• **Problem to work on**:
Starting with the line that contains "Could you please indicate the mountain", copy each line exactly through the end of the listing, and omit all pictures.

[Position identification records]

━━━━━━

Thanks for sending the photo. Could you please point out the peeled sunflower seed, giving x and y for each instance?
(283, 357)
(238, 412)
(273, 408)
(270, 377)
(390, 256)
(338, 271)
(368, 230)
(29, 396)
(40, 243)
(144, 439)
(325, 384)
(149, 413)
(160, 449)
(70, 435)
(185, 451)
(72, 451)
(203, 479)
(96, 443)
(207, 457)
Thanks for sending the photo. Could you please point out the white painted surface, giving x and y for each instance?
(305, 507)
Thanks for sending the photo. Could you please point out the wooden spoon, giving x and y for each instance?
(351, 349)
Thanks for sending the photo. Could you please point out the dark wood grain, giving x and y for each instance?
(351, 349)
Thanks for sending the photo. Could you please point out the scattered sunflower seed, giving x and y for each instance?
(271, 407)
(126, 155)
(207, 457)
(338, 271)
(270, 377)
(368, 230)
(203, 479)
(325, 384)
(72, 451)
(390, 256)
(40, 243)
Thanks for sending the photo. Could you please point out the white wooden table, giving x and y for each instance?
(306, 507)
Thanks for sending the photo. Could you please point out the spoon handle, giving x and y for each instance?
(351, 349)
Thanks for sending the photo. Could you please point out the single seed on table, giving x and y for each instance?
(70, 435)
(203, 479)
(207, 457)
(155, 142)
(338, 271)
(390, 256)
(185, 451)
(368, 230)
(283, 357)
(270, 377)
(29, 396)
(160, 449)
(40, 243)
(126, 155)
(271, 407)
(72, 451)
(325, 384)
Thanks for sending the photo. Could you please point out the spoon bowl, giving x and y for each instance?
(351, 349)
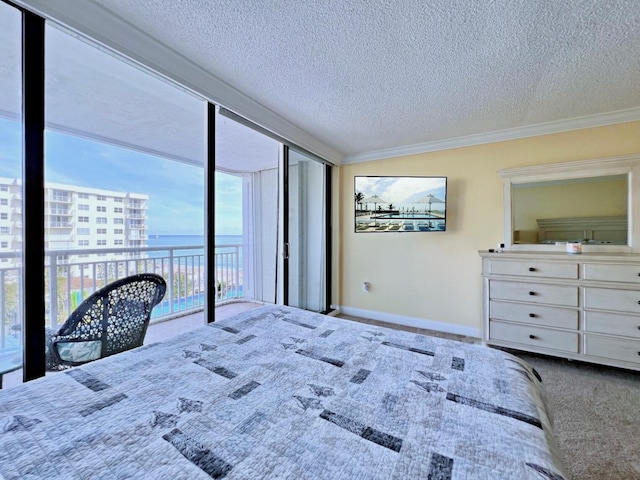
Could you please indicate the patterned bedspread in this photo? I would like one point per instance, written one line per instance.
(282, 393)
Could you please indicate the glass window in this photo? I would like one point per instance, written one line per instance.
(11, 198)
(156, 184)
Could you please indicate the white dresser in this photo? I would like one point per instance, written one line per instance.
(584, 307)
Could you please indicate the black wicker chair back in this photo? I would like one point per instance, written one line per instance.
(113, 319)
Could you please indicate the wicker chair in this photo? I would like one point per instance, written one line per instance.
(113, 319)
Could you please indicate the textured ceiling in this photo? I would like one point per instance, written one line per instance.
(369, 75)
(372, 75)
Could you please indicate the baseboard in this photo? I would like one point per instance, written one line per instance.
(411, 321)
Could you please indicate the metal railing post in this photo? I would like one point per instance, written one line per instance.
(53, 290)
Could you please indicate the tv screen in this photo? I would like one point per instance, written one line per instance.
(400, 204)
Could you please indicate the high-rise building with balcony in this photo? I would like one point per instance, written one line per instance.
(77, 218)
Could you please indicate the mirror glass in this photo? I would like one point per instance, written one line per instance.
(592, 210)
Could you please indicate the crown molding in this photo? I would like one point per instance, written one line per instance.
(99, 25)
(577, 123)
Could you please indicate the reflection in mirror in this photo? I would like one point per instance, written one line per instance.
(590, 210)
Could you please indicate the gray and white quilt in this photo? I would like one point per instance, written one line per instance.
(278, 392)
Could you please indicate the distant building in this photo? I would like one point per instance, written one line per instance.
(77, 218)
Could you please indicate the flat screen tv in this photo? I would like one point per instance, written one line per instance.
(404, 204)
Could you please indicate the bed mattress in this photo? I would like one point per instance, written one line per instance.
(278, 392)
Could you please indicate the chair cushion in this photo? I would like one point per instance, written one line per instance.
(79, 352)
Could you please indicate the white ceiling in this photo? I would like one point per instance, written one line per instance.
(373, 78)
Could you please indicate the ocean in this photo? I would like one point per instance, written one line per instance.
(176, 240)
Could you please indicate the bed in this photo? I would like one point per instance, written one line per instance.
(278, 392)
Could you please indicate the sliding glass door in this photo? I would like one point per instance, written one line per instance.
(11, 192)
(305, 250)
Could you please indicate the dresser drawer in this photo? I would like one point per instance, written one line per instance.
(534, 293)
(534, 269)
(612, 324)
(534, 336)
(612, 273)
(612, 299)
(611, 347)
(534, 314)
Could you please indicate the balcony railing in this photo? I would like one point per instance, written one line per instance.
(69, 280)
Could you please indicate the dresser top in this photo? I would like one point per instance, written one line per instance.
(562, 256)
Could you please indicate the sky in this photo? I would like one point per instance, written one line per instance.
(175, 189)
(404, 191)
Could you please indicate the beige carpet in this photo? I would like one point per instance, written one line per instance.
(596, 412)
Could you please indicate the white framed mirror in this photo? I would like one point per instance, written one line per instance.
(594, 202)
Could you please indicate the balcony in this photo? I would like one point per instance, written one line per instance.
(161, 330)
(69, 281)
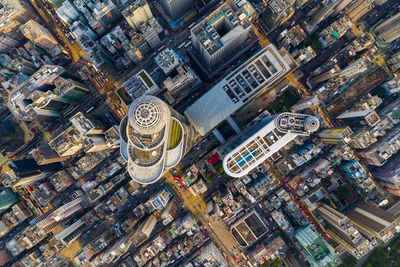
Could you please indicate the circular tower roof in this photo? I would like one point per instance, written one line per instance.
(311, 124)
(148, 114)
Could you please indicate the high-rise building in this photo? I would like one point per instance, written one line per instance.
(315, 249)
(48, 91)
(40, 36)
(7, 198)
(136, 86)
(388, 175)
(105, 12)
(358, 8)
(378, 153)
(72, 232)
(248, 229)
(7, 42)
(266, 137)
(344, 233)
(144, 231)
(154, 138)
(150, 35)
(336, 135)
(237, 89)
(211, 256)
(325, 9)
(13, 13)
(176, 8)
(373, 220)
(388, 31)
(360, 117)
(306, 103)
(84, 134)
(179, 75)
(44, 154)
(67, 12)
(136, 13)
(218, 36)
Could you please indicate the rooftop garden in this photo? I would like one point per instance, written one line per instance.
(176, 134)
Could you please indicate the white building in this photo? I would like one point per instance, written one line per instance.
(154, 138)
(136, 13)
(266, 137)
(237, 89)
(176, 8)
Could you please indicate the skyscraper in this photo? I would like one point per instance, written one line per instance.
(266, 137)
(344, 233)
(217, 36)
(40, 36)
(154, 138)
(7, 198)
(373, 220)
(176, 8)
(13, 13)
(136, 13)
(388, 175)
(336, 135)
(389, 30)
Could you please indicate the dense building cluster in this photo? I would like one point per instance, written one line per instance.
(199, 133)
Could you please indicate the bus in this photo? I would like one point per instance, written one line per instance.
(191, 25)
(89, 109)
(189, 43)
(181, 45)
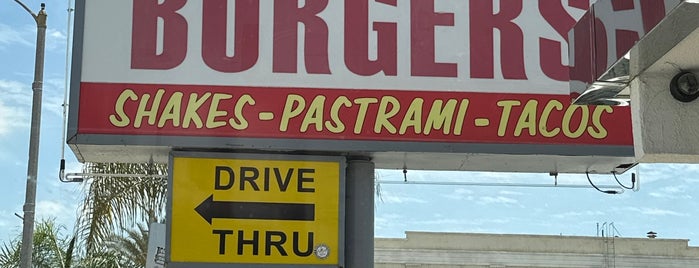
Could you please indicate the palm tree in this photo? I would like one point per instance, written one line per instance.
(50, 249)
(115, 203)
(133, 246)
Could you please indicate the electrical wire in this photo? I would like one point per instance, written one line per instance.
(62, 169)
(633, 181)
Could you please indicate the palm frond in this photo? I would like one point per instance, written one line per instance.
(114, 203)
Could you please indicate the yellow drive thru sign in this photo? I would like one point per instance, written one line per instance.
(252, 209)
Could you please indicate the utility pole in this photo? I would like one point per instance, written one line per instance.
(32, 166)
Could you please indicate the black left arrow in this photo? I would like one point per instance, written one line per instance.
(210, 209)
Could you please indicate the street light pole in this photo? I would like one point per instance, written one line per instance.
(32, 166)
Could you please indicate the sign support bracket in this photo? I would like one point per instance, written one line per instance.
(359, 214)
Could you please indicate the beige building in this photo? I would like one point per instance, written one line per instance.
(465, 250)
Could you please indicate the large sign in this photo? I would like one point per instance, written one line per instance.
(399, 80)
(600, 45)
(254, 210)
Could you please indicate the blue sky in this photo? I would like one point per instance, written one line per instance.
(665, 204)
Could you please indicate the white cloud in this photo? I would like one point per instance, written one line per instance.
(14, 106)
(487, 200)
(571, 214)
(26, 36)
(460, 194)
(671, 192)
(51, 209)
(11, 118)
(10, 36)
(392, 198)
(657, 212)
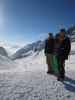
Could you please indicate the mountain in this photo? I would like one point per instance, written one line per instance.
(29, 49)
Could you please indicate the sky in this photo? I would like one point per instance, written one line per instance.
(25, 21)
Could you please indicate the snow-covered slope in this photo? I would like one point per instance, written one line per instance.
(29, 81)
(6, 64)
(3, 52)
(28, 50)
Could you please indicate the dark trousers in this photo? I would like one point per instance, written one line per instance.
(61, 67)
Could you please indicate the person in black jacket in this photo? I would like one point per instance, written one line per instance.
(63, 53)
(49, 45)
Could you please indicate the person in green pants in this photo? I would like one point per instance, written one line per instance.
(49, 49)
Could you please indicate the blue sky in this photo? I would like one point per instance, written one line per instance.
(24, 21)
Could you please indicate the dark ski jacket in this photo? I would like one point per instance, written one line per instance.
(64, 48)
(49, 46)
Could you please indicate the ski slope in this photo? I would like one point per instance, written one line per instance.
(28, 80)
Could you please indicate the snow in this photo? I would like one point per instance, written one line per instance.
(28, 80)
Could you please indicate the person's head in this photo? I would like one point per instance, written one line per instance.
(62, 34)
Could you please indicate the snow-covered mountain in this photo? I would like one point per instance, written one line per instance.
(28, 50)
(3, 52)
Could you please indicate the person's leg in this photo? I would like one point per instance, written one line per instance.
(61, 69)
(48, 61)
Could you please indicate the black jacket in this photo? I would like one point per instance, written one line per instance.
(64, 48)
(49, 46)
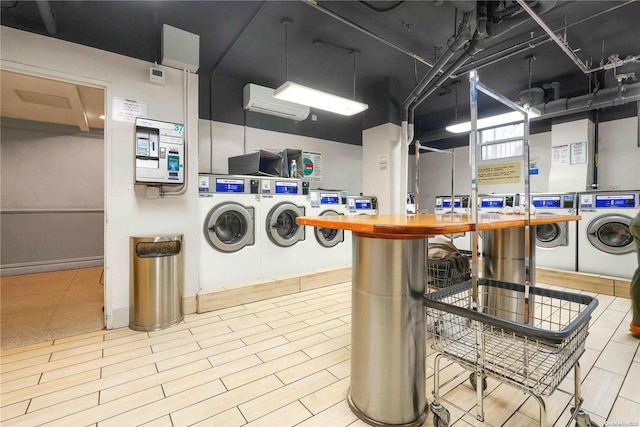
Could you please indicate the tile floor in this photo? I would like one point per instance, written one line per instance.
(47, 306)
(279, 362)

━━━━━━

• **Output**:
Could you please indicate the mountain in this photo? I would like one point per instance, written one line per instance.
(29, 49)
Could you please indicate the sky in this photo? I would like one point per instance, written one line per instance.
(25, 21)
Could you please indicate the snow-covered slope in this photo? I would like one point per instance, written one line per instance.
(29, 81)
(6, 64)
(3, 52)
(28, 50)
Could you please indicate the dark trousers in this photo? I would like one point per instance, written one line per instance.
(61, 67)
Could you please indicate the person in black jacket in this photo? I would like one point per instance, written one line per instance.
(63, 53)
(49, 45)
Could you please indicate the person in green pants in this photo? I would like one point per instance, written one line per instance.
(49, 49)
Could you please indicate the blue sky in this photo? I would like one point per instance, written one line per instance.
(24, 21)
Could you please indicate the dark ski jacket in this photo? I would like one point per instance, written one line per instance.
(64, 48)
(49, 46)
Could you please indicate the ski slope in this photo? I would like one point per instance, written one line per instance.
(28, 80)
Could you please indicate the snow in this photo? I would like one point per instance, written one line per instance.
(28, 80)
Could you please indicate the person's head in this photo? I would like one point per instance, written one line per instance.
(62, 34)
Could you please indicate the snow-covered mountain in this photo? I would like one point per instance, written one line per instance.
(28, 50)
(3, 52)
Could you please indicate the person's leg in this photo? I would like one point per instance, written one line per instance.
(61, 69)
(48, 61)
Could you please indicate the black jacket in this photo? I would like one point per instance, written one line per instance.
(64, 48)
(49, 46)
Could you please indicate the tile floor in this photo? I would like one point per instance, written one line per instance.
(47, 306)
(279, 362)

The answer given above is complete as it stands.